What you need to do
Convert the records starting at the line containing "Annotation guideline — the target class is train door." and ending at the line containing "82;98;92;136" into a CSV with the columns guideline and boxes. Put one row per guideline, with each value in a single quoted field and line breaks replaced by spaces.

(A run of records)
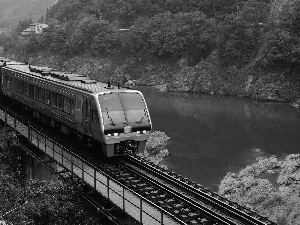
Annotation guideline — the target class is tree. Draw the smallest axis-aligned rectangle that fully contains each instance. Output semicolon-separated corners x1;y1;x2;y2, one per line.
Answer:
131;11;216;65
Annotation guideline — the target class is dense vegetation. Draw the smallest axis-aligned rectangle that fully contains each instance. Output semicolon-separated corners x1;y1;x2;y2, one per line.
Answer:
0;127;105;224
0;0;300;100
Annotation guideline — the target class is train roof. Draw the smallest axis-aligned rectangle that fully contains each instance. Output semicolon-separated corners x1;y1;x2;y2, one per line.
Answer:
6;63;117;93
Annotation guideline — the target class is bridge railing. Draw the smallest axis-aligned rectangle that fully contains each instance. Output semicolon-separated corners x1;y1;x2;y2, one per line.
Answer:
0;110;186;224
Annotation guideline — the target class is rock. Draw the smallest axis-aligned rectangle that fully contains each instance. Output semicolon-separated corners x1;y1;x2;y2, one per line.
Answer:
218;154;300;225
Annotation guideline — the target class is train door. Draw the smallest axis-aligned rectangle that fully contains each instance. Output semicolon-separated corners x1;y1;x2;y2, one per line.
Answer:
75;94;83;133
82;98;92;136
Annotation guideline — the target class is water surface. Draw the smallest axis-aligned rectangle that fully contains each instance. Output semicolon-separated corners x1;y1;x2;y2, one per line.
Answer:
140;88;300;191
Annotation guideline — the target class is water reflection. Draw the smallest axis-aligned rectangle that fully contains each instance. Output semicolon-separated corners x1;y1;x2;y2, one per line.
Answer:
141;88;300;190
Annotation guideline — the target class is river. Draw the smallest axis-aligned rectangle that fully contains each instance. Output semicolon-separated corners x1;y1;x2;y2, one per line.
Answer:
139;87;300;191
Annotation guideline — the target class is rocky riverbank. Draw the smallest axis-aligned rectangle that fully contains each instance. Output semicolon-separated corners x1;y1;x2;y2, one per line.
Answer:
140;131;170;169
219;154;300;225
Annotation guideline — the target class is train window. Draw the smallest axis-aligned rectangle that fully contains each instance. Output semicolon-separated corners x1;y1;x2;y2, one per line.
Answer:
17;80;22;93
29;84;34;98
56;94;64;110
120;93;149;123
39;88;45;102
22;81;29;96
33;86;39;100
6;75;9;89
45;90;51;105
51;91;57;107
71;99;75;115
92;109;99;123
76;99;82;110
64;96;71;113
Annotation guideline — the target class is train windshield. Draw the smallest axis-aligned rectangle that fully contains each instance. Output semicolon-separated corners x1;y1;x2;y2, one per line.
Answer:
99;92;149;126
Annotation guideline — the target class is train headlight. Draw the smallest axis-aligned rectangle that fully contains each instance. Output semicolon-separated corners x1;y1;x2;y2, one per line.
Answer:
124;126;132;134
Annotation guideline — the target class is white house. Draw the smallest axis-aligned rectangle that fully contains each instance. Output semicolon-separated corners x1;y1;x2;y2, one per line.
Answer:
21;23;49;36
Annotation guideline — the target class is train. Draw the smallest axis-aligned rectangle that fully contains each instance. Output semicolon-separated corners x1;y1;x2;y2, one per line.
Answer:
0;57;152;157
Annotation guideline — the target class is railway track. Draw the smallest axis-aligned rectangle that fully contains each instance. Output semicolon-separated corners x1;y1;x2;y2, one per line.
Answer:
0;100;275;225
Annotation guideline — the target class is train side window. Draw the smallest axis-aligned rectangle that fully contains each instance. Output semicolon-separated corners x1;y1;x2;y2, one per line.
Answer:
22;81;29;96
39;88;45;102
92;109;99;123
71;99;75;115
64;96;71;113
17;80;22;93
34;86;39;100
76;99;82;110
45;90;51;105
29;84;34;98
56;94;64;110
51;91;57;107
5;75;9;89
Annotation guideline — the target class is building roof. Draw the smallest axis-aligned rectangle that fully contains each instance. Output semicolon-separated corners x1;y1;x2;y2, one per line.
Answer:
7;64;117;92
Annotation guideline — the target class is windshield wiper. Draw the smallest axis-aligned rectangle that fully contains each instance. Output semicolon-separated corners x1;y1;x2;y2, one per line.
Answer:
138;108;147;124
106;108;115;126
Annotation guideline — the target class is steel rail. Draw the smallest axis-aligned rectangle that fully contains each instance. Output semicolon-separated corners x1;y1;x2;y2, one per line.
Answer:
124;156;275;225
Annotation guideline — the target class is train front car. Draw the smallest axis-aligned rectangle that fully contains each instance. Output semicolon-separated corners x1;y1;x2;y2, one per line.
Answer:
98;90;152;157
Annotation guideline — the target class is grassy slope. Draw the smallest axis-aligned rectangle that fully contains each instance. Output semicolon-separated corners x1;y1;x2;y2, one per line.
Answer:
0;0;56;31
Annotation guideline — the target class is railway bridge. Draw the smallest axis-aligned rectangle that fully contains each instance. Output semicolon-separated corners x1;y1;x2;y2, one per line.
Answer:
0;102;274;225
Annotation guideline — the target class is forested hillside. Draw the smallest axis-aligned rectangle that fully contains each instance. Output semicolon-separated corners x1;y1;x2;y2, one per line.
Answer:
2;0;300;101
0;0;56;31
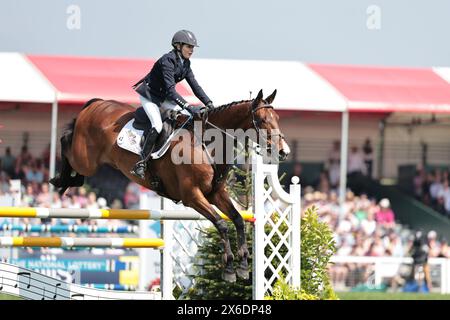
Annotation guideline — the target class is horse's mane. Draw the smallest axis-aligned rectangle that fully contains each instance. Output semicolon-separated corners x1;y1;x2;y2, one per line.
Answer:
208;99;254;114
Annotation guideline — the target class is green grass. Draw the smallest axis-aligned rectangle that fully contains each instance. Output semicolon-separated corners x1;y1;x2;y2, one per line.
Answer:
336;292;450;300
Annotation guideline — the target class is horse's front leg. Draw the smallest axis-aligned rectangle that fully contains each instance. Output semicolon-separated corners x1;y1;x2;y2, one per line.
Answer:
209;186;249;279
182;188;236;282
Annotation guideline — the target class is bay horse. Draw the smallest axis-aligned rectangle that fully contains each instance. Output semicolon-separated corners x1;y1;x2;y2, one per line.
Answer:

Complete answer
guideline,boxes
"Annotation guideline — the target class is train door. Draw the smallest axis-aligned rectangle that fully contains each instance. Output semicolon-separated corners x1;y1;x2;y2, one per line. Answer:","75;94;83;133 82;98;92;136"